**Gezeigter Textauszug**:
◇ ◇ ◇

Zweitklassig
Gestern bekam ich Post aus Braunschweig. Die Presseabteilung des Internationalen Filmfestivals verkündete eine frohe Botschaft: Das Fest hat vier neue Preise bekommen. Wie die meisten frohen Botschaften war auch diese etwas unscharf formuliert. Zweifellos hätte es erheblichen Nachrichtenwert, wenn ein Festival einmal selbst eine Auszeichnung erhielte. Meines Wissens ist dergleichen noch nicht geschehen. Und dann gleich vier!

◇ ◇ ◇

**Übungsaufgabe**: Wie lautet im gezeigten Textauszug die Stelle von „Zweitklassig“ bis „dann gleich vier!“? Gib sie wortgetreu wieder.

**Gespeicherte Zeilen**:
◇ ◇ ◇

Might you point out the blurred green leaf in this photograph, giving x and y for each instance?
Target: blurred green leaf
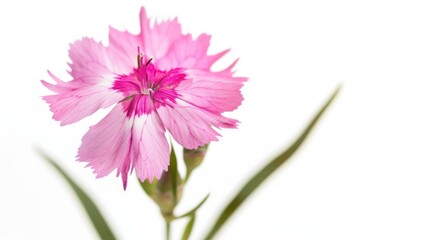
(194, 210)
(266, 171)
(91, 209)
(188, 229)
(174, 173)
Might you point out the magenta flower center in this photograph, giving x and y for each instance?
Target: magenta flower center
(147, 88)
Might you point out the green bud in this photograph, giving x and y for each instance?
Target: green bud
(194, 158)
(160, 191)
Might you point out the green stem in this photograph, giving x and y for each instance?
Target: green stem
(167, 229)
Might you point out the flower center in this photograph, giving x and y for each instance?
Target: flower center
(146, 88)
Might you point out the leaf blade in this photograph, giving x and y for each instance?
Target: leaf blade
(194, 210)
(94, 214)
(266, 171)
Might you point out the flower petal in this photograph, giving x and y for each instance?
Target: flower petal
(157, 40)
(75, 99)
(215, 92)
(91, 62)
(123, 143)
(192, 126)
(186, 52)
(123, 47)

◇ ◇ ◇

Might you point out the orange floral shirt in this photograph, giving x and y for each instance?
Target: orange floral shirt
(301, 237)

◇ ◇ ◇

**Lösung**:
Zweitklassig
Gestern bekam ich Post aus Braunschweig. Die Presseabteilung des Internationalen Filmfestivals verkündete eine frohe Botschaft: Das Fest hat vier neue Preise bekommen. Wie die meisten frohen Botschaften war auch diese etwas unscharf formuliert. Zweifellos hätte es erheblichen Nachrichtenwert, wenn ein Festival einmal selbst eine Auszeichnung erhielte. Meines Wissens ist dergleichen noch nicht geschehen. Und dann gleich vier!